Aim A: Please transcribe the part of the Renaissance quotes page below that opens with the words containing "The ‘Manifesto of" and closes with "ideas in Europe.".

====== Passage shown ======

Renaissance Quotes

“I think therefore I am”

Rene Descartes. Descartes’ Meditation (1641) was a ground-breaking philosophical work, which challenged many established beliefs. Descartes tried to prove the existence of God, from the use of rational reasoning.


“In her (Nature’s) inventions nothing is lacking, and nothing is superfluous.”

Leonardo da Vinci – who made detailed investigations of natural sciences.

“Here forms, here colours, here the character of every part of the universe are concentrated to a point; and that point is so marvellous a thing … Oh! marvellous, O stupendous Necessity — by thy laws thou dost compel every effect to be the direct result of its cause, by the shortest path. These are miracles…”

– Leonardo da Vinci – who made detailed investigations of natural sciences.

“Love shows itself more in adversity than in prosperity; as light does, which shines most where the place is darkest.”

– Leonardo da Vinci

“Human vocation is a mystical vocation that has to be realized following a three stage way, which comprehends necessarily moral transformation, intellectual research and final perfection in the identity with the absolute reality. This paradigm is universal, because it can be retraced in every tradition.”

The ‘Manifesto of the Renaissance’ was written by Pico della Mirandola –  “Oration on the Dignity of Man” – It sought to encourage the striving for human excellence and a universal mystical vocation.

“I die the king’s faithful servant, but God’s first.”

Thomas More (Renaissance thinker, who refused to acknowledge King Henry VIII Protestant reforms.)

“So far as he is able, a prince should stick to the path of good but, if the necessity arises, he should know how to follow evil.”

Niccolo Machiavelli (1469 – 1527) from The Prince – a classic account of political intrigue.

“I have turned my entire attention to Greek. The first thing I shall do, as soon as the money arrives, is to buy some Greek authors; after that, I shall buy clothes.”

Erasmus Collected Works of Erasmus Vol 1 (1974) Greek literature had a significant impact on the growth of Renaissance ideas in Europe.

====== Dataset excerpts ======

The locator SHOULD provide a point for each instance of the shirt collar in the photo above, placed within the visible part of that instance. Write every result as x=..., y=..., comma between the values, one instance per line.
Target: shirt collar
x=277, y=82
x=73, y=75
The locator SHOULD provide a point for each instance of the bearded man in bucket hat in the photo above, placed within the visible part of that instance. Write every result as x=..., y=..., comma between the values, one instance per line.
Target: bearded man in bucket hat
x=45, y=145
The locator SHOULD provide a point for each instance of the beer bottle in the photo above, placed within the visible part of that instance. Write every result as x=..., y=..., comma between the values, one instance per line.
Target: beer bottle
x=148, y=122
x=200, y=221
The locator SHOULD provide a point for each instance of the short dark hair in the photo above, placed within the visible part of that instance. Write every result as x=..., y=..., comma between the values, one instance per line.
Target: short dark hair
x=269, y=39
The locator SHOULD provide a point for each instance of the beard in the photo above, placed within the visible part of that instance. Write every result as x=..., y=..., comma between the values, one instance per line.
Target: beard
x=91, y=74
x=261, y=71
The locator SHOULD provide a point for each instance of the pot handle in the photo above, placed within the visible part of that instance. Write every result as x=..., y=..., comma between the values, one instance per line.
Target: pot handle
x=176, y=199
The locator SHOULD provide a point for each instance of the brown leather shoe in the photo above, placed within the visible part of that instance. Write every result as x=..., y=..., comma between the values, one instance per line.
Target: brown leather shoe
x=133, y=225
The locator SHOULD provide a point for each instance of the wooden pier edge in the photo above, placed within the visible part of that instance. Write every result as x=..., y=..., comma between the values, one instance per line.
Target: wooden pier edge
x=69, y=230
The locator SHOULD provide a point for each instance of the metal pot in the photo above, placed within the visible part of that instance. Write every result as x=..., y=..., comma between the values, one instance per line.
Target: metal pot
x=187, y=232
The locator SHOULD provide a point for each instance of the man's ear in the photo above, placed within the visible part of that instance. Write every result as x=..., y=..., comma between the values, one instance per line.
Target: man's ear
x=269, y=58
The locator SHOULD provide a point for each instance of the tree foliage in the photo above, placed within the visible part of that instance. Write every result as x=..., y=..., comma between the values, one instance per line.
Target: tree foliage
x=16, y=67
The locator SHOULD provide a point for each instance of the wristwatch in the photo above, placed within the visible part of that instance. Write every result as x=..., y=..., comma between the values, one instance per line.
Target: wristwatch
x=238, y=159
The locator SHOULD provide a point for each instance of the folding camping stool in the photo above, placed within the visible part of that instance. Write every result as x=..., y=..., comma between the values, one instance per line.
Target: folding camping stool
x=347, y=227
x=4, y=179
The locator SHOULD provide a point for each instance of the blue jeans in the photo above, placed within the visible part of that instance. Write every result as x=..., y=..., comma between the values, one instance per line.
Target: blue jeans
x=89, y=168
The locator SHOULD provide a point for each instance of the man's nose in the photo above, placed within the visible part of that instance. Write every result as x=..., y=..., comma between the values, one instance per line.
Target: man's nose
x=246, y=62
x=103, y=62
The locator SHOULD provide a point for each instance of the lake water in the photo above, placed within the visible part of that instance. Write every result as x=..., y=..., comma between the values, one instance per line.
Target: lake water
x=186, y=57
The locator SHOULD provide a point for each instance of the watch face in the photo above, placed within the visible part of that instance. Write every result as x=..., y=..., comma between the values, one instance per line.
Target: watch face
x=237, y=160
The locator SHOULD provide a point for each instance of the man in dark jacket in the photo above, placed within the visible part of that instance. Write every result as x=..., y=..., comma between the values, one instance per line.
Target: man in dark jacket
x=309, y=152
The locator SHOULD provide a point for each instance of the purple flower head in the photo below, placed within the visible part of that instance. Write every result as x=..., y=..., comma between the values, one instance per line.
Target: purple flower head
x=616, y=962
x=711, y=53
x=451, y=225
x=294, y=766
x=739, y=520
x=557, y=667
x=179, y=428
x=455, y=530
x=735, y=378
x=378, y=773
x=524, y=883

======
====== Dataset excerpts ======

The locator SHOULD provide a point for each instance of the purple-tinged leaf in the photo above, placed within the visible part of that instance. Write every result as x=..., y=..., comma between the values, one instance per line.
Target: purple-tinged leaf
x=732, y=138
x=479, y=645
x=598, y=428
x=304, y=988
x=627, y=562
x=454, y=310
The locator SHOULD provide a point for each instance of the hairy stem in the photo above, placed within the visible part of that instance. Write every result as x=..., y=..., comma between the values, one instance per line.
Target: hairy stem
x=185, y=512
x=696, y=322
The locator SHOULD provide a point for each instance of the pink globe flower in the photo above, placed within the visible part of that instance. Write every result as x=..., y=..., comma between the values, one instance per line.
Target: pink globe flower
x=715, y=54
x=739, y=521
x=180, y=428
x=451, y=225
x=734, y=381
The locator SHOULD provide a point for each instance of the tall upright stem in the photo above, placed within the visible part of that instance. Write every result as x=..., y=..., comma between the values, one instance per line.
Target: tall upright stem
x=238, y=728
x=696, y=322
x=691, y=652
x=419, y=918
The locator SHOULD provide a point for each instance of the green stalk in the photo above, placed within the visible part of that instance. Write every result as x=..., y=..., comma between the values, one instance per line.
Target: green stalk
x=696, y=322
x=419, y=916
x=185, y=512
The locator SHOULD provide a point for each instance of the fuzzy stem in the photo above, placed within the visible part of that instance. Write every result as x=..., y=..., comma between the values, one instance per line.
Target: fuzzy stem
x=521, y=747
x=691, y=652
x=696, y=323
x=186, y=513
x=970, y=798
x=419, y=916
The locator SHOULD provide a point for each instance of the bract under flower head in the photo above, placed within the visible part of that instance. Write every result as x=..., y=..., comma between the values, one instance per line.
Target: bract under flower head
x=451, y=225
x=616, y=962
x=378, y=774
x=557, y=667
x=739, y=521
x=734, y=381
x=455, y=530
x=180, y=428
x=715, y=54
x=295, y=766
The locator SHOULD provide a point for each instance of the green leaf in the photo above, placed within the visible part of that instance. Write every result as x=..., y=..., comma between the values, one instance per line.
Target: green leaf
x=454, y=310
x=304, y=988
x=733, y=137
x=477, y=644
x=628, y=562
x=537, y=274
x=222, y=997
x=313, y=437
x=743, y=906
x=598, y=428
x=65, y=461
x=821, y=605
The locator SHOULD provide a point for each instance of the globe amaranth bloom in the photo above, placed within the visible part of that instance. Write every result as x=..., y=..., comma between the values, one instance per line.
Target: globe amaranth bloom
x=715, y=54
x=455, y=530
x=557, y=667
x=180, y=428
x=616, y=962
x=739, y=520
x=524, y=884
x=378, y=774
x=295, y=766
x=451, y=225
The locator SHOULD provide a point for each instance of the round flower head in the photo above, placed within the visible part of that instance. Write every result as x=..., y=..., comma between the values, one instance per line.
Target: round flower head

======

Aim B: Repeat word for word the part of the listing above that opens with the line containing "the purple flower" and closes with the line containing "x=524, y=883", both of those lines included.

Correct result A:
The ‘Manifesto of the Renaissance’ was written by Pico della Mirandola –  “Oration on the Dignity of Man” – It sought to encourage the striving for human excellence and a universal mystical vocation.

“I die the king’s faithful servant, but God’s first.”

Thomas More (Renaissance thinker, who refused to acknowledge King Henry VIII Protestant reforms.)

“So far as he is able, a prince should stick to the path of good but, if the necessity arises, he should know how to follow evil.”

Niccolo Machiavelli (1469 – 1527) from The Prince – a classic account of political intrigue.

“I have turned my entire attention to Greek. The first thing I shall do, as soon as the money arrives, is to buy some Greek authors; after that, I shall buy clothes.”

Erasmus Collected Works of Erasmus Vol 1 (1974) Greek literature had a significant impact on the growth of Renaissance ideas in Europe.

Correct result B:
The locator SHOULD provide a point for each instance of the purple flower head in the photo below, placed within the visible part of that instance. Write every result as x=..., y=..., comma between the values, one instance per line.
Target: purple flower head
x=616, y=962
x=711, y=53
x=451, y=225
x=294, y=766
x=739, y=520
x=557, y=667
x=179, y=428
x=455, y=530
x=735, y=378
x=378, y=773
x=524, y=883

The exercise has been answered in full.